Data items:
** start **
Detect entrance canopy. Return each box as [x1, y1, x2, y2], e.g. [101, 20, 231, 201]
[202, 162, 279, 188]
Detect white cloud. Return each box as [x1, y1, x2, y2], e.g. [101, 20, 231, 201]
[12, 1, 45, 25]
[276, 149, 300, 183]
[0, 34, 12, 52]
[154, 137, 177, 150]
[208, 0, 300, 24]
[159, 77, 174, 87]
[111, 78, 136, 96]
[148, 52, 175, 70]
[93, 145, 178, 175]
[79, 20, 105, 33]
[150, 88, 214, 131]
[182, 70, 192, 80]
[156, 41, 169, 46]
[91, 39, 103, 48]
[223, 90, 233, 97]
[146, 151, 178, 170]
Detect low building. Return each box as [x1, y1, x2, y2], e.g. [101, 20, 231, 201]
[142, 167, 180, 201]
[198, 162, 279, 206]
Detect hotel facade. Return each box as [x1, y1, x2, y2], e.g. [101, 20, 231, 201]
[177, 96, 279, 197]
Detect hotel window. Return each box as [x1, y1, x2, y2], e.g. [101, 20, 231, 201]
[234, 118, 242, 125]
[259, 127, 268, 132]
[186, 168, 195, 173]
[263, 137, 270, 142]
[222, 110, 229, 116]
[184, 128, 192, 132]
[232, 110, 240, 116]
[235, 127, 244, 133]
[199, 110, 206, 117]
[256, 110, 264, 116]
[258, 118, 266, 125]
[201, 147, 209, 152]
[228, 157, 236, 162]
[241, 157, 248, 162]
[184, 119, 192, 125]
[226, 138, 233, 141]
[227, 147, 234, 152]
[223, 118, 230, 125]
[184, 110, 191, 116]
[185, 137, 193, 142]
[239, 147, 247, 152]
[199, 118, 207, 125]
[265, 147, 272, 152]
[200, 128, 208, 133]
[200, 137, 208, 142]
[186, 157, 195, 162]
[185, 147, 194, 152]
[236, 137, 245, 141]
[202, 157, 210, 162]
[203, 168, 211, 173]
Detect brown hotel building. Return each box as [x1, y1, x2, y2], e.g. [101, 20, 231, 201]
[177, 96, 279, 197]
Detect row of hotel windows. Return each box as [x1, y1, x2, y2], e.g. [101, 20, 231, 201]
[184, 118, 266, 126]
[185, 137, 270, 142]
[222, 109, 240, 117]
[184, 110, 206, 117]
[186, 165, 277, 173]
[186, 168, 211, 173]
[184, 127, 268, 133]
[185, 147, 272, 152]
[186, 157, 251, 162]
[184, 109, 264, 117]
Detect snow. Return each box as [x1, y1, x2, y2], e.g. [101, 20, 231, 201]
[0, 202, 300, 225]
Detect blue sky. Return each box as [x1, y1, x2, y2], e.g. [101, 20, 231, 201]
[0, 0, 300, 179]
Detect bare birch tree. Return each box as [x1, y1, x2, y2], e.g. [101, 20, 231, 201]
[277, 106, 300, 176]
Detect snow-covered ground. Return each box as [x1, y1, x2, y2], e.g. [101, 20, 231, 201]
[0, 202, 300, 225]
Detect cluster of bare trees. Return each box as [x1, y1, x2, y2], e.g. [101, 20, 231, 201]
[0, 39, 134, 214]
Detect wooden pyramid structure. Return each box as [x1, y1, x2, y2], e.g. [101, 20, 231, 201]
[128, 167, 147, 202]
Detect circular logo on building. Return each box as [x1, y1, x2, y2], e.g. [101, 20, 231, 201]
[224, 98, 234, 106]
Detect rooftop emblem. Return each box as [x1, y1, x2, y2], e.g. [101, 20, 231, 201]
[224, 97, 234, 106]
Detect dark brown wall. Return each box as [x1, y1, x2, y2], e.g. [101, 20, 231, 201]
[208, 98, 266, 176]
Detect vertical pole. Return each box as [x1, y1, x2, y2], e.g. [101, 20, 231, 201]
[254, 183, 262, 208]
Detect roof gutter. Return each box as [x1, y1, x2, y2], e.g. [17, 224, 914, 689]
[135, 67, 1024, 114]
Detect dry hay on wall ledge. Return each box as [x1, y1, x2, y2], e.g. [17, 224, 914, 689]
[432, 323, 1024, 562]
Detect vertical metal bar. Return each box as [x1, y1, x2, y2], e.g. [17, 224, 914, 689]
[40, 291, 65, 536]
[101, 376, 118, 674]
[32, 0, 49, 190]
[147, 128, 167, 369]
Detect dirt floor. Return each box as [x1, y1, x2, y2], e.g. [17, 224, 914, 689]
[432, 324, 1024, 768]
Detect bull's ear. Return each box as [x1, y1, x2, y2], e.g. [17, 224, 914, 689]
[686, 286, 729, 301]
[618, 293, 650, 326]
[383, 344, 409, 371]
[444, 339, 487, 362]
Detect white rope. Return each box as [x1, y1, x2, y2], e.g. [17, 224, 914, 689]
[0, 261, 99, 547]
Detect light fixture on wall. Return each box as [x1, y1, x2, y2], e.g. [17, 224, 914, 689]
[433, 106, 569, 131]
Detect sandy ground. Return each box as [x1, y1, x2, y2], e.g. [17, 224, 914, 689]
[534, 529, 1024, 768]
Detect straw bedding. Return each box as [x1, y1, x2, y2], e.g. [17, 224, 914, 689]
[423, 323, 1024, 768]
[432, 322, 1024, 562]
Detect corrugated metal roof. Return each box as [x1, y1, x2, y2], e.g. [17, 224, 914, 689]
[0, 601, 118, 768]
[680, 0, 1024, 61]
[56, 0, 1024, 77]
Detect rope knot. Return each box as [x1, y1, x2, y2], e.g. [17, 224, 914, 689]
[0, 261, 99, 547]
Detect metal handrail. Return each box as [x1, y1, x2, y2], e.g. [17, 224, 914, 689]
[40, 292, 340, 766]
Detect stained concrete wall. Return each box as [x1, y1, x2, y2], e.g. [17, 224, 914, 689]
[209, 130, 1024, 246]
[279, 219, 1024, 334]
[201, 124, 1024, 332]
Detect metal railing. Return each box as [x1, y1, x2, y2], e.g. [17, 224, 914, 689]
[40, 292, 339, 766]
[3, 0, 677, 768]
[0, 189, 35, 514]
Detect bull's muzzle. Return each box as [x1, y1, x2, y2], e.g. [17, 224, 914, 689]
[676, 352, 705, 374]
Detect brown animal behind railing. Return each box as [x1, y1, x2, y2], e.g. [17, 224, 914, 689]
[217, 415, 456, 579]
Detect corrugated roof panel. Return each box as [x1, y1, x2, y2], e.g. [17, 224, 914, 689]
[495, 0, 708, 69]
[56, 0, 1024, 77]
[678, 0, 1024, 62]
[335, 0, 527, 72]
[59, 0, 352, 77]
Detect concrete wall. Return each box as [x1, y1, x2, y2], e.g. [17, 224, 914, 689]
** end **
Task prompt: Rewrite the lines above, putting "Locate" wherever "Detect" occurs and leaving everything else as it is.

The output:
Locate entrance canopy. Return each box as [x1, y1, x2, y2], e.g. [101, 20, 231, 201]
[202, 162, 279, 188]
Locate white cloud. Return each box as [x1, y1, x2, y2], e.g. [101, 20, 231, 201]
[12, 1, 45, 25]
[276, 149, 300, 183]
[0, 34, 12, 52]
[154, 137, 177, 150]
[208, 0, 300, 24]
[159, 77, 174, 87]
[111, 78, 136, 96]
[148, 52, 175, 70]
[93, 145, 178, 175]
[79, 20, 105, 33]
[150, 88, 214, 131]
[182, 70, 192, 80]
[156, 41, 169, 46]
[91, 39, 103, 48]
[223, 90, 233, 97]
[146, 151, 178, 170]
Locate low building. Return each box as [x1, y1, x2, y2], e.g. [101, 20, 231, 201]
[142, 167, 180, 201]
[198, 162, 279, 206]
Locate hotel facade. Return each box as [x1, y1, x2, y2], e.g. [101, 20, 231, 201]
[177, 96, 279, 197]
Locate hotel window. Return each box as [x1, y1, x2, y2], e.g. [101, 20, 231, 201]
[234, 118, 242, 125]
[259, 127, 268, 132]
[186, 168, 195, 173]
[263, 137, 270, 142]
[222, 110, 229, 116]
[184, 128, 192, 132]
[232, 110, 240, 116]
[235, 127, 244, 133]
[199, 110, 206, 117]
[256, 110, 264, 116]
[258, 118, 266, 125]
[201, 147, 209, 152]
[228, 157, 236, 162]
[241, 157, 248, 162]
[184, 119, 192, 125]
[226, 138, 233, 141]
[227, 147, 234, 152]
[223, 118, 230, 125]
[184, 110, 191, 116]
[185, 137, 193, 142]
[239, 147, 247, 152]
[199, 118, 207, 125]
[265, 147, 272, 152]
[200, 128, 208, 133]
[200, 137, 208, 142]
[186, 157, 195, 162]
[185, 147, 194, 152]
[236, 137, 245, 141]
[202, 157, 210, 162]
[203, 168, 211, 173]
Locate brown hotel building. Return each box as [x1, y1, x2, y2], e.g. [101, 20, 231, 201]
[177, 96, 279, 197]
Locate row of hotel windows. Return each box as [x1, y1, x2, y2], e.g. [101, 20, 231, 201]
[184, 118, 266, 126]
[185, 137, 270, 142]
[222, 109, 240, 117]
[184, 110, 206, 117]
[186, 165, 277, 173]
[186, 168, 211, 173]
[184, 127, 268, 133]
[185, 147, 272, 152]
[186, 157, 251, 162]
[184, 109, 264, 117]
Locate snow. Return each box as [x1, y1, x2, y2], e.g. [101, 20, 231, 201]
[0, 202, 300, 225]
Locate blue sky. Return each box as [x1, y1, x2, y2], e.g. [101, 20, 231, 201]
[0, 0, 300, 179]
Locate bare birch tree. Return each box as [x1, y1, x2, y2], e.g. [101, 20, 231, 201]
[277, 106, 300, 176]
Locate snow-covered ground. Return each box as [x1, y1, x2, y2], e.g. [101, 20, 231, 201]
[0, 202, 300, 225]
Locate cluster of bare trees. Return each box as [x1, y1, x2, y2], e.g. [101, 20, 231, 201]
[0, 39, 134, 214]
Locate wooden pyramid structure. Return each box as [x1, y1, x2, y2], e.g. [101, 20, 231, 201]
[128, 167, 147, 202]
Locate circular logo on building. Return each box as [x1, y1, x2, y2], e.g. [101, 20, 231, 201]
[224, 98, 234, 106]
Locate rooftop emblem. Return each box as [x1, y1, x2, y2], e.g. [101, 20, 231, 201]
[224, 97, 234, 106]
Locate dark brown wall. Return each box as [x1, y1, x2, y2], e.g. [101, 20, 231, 201]
[208, 98, 266, 176]
Locate vertical pole. Return each box as [x1, y1, x2, y2], e.g. [101, 20, 231, 201]
[254, 183, 262, 208]
Locate roof gutter. Return each box as [x1, y1, x2, y2], e.g. [17, 224, 914, 689]
[135, 67, 1024, 114]
Locate dry hay on wall ledge. Return each box as [x1, y1, x2, y2], e.g. [17, 224, 914, 689]
[432, 323, 1024, 562]
Locate vertical metal bar. Return each box as [x1, y1, x2, y2], e.g. [17, 224, 914, 689]
[40, 291, 65, 536]
[101, 376, 118, 674]
[32, 0, 49, 190]
[147, 128, 167, 369]
Locate dirt floor. Return each box as [x1, y1, x2, y2], e.g. [17, 224, 914, 689]
[432, 324, 1024, 768]
Locate bull's ear. Return each box as [x1, y1, x2, y2], e.g. [17, 224, 914, 689]
[686, 286, 729, 301]
[618, 293, 650, 326]
[383, 344, 409, 371]
[444, 339, 487, 362]
Locate white rope. Return each box as [x1, y1, x2, y2], e.g. [17, 224, 914, 689]
[0, 261, 99, 547]
Locate light fixture on wall. Return each box as [x1, y1, x2, y2], e.g. [17, 224, 914, 689]
[433, 106, 569, 131]
Locate sandy ground. Return each box as [x1, y1, x2, y2], e.g. [17, 224, 914, 689]
[534, 529, 1024, 768]
Locate straw bedding. Return each box as [x1, y1, x2, y2], e.g. [17, 224, 914, 689]
[423, 323, 1024, 768]
[432, 322, 1024, 562]
Locate corrugated metal roof. Return each box as [x1, y1, x2, y2], e.g. [17, 224, 914, 689]
[0, 601, 118, 768]
[680, 0, 1024, 61]
[56, 0, 1024, 77]
Locate rope knot. Return each box as [x1, y1, x2, y2], e.g. [17, 224, 914, 689]
[0, 261, 99, 547]
Locate metal handrail. Return each box as [x1, y1, x2, y2], e.g. [17, 224, 914, 689]
[40, 292, 340, 766]
Locate stained concrete wall. Return each box as [x1, y1, x2, y2], e.g. [17, 224, 914, 689]
[209, 130, 1024, 246]
[279, 219, 1024, 334]
[201, 124, 1024, 332]
Locate metal railing. Return each box as [x1, y1, x2, y2], e.g. [17, 224, 914, 689]
[40, 292, 339, 766]
[3, 0, 677, 768]
[0, 189, 35, 514]
Locate bull's muzzle. Return each box as [x1, y1, x2, y2], e.g. [17, 224, 914, 689]
[676, 352, 705, 374]
Locate brown animal behind railing. Return each box as [x1, y1, x2, y2], e.g. [17, 224, 914, 689]
[217, 415, 456, 579]
Locate corrugated roof panel. Return each box as [x1, y1, x2, y2], e.g. [17, 224, 914, 689]
[495, 0, 708, 69]
[56, 0, 1024, 77]
[678, 0, 1024, 62]
[335, 0, 527, 72]
[59, 0, 352, 77]
Locate concrete wall. Return each box as [x1, y1, x2, y2], e.g. [17, 224, 914, 689]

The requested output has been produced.